(TASK PROMPT) Without including any image, retype the records word for word.

(DATASET RECORDS)
——————

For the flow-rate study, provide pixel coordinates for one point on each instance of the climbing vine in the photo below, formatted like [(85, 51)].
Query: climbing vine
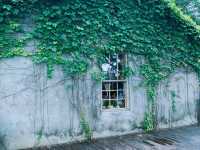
[(77, 34)]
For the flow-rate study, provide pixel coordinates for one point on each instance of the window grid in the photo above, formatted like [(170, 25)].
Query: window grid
[(118, 98)]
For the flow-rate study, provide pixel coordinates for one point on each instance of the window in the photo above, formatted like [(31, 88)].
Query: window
[(114, 87)]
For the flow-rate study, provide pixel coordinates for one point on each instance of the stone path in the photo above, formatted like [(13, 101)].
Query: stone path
[(186, 138)]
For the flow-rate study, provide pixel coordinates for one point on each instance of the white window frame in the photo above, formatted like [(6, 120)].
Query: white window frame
[(125, 89)]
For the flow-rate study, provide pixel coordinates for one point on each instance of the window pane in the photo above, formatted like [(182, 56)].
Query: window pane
[(113, 95), (106, 85), (105, 95), (121, 95), (121, 103), (105, 104), (114, 87)]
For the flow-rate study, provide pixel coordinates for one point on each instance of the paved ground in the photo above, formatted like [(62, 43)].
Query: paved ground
[(186, 138)]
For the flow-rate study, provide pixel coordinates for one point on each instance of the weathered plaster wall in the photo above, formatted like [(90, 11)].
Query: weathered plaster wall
[(35, 110)]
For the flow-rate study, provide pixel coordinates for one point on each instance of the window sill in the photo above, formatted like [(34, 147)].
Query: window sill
[(116, 110)]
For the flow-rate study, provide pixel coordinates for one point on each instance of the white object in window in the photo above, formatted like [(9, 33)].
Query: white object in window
[(114, 87)]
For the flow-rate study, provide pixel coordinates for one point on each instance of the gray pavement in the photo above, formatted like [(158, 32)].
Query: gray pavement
[(185, 138)]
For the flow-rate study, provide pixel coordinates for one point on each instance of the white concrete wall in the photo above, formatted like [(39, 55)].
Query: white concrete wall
[(35, 110)]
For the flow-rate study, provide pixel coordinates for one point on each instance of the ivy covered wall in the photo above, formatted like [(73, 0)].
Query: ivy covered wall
[(77, 34)]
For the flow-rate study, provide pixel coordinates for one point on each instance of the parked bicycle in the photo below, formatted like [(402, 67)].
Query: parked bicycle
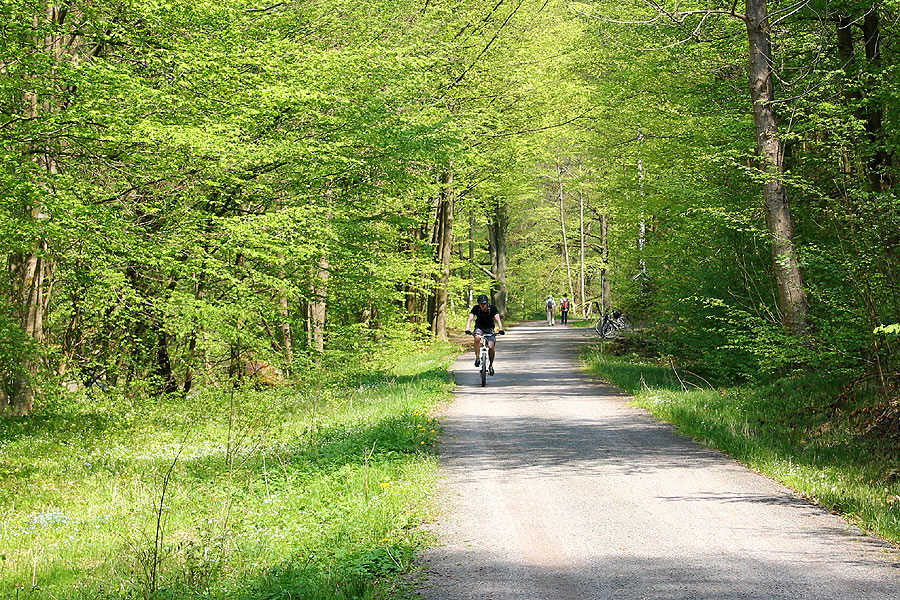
[(612, 325)]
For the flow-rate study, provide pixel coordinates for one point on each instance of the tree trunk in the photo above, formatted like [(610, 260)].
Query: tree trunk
[(788, 277), (318, 307), (879, 165), (498, 225), (605, 287), (562, 224), (581, 283), (444, 245)]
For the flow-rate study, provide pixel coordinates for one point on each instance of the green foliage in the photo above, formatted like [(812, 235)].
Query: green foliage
[(315, 491)]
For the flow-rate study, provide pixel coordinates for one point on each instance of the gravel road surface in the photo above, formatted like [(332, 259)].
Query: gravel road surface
[(555, 487)]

——————

(EXERCISE RESPONSE)
For the flow-rate study, provide pixel coordinates for one point on each instance of the climbing vine in the photo below, formatted like [(85, 51)].
Query: climbing vine
[(77, 34)]
For the flow-rate study, provide pixel coordinates for one point on each instance of the window grid in the photo above, formatted like [(170, 25)].
Query: window grid
[(118, 98)]
For the flow-rate study, provide pixel coordinates for one point on each instance of the window in the photo above, formatted like [(31, 88)].
Query: window
[(114, 87)]
For the flow-rate study, provide pixel coordinates for one point on each instance of the stone path in the photo above, formatted like [(13, 101)].
Query: stone path
[(186, 138)]
For the flow-rate study, provide pixel coordinates for one point on each instance of the white window frame in the photo above, formatted like [(6, 120)].
Query: white window frame
[(125, 89)]
For the flow-rate study, provide pixel coordinates for one point on each instance of the window pane in the photo above, formatted like [(182, 56)].
Query: window pane
[(113, 95), (106, 85), (105, 95), (121, 95), (121, 103), (105, 104), (114, 87)]
For the flow-rate study, provide pixel coordinates for one point on each instance of the paved ground in the photo above, formatted like [(62, 43)].
Query: paved ground
[(186, 138)]
For the flow-rate study, provide pixel coordinates for one point on each instance of the weathered plaster wall in the photo above, formatted like [(90, 11)].
Query: weathered plaster wall
[(35, 110)]
For the flow-rate study, provide pixel coordinates for one point on each instance of the window sill in the photo above, formatted like [(34, 147)].
Query: window sill
[(116, 110)]
For the flow-rate study, provide pixel coordinates for one point on each instance of the white object in window in the photo above, formatted like [(9, 33)].
Query: white object in window
[(114, 87)]
For the flow-rate study, provide pixel coordinates for one point on each instance of the gray pavement in the photo above, formatted like [(158, 32)].
Query: gray pavement
[(185, 138)]
For the flow-rate study, provide pixel coordinates for one point on each instance of the white concrete wall in the photo above, formatted like [(39, 55)].
Query: white concrete wall
[(35, 110)]
For the flow-rate study, provide pixel coordinates for one point on each instance of the ivy covered wall in the photo above, formatted like [(73, 0)].
Query: ivy covered wall
[(77, 34)]
For the flow-rate study, provide pixel coordinates for one point on each instance of the parked bicycle in the photo below, formatted like [(402, 67)].
Query: parked bicycle
[(612, 325)]
For the flow-rate study, provide pixel coordinates for one point on each instance of the tree trunk in the photo above, formatted like [(610, 260)].
Query: tree trunk
[(788, 277), (318, 307), (879, 165), (498, 225), (605, 287), (562, 224), (581, 283), (444, 245)]
For the flow-rate study, provide pixel coordinates for one point on each instance of the green foliage in the photo above, formatted like [(812, 235)].
Query: green foliage
[(315, 491)]
For the flow-rate study, provide pixel coordinates for one point on each instance of the gravel road surface in the photo above, formatted like [(332, 259)].
Query: gravel road surface
[(555, 487)]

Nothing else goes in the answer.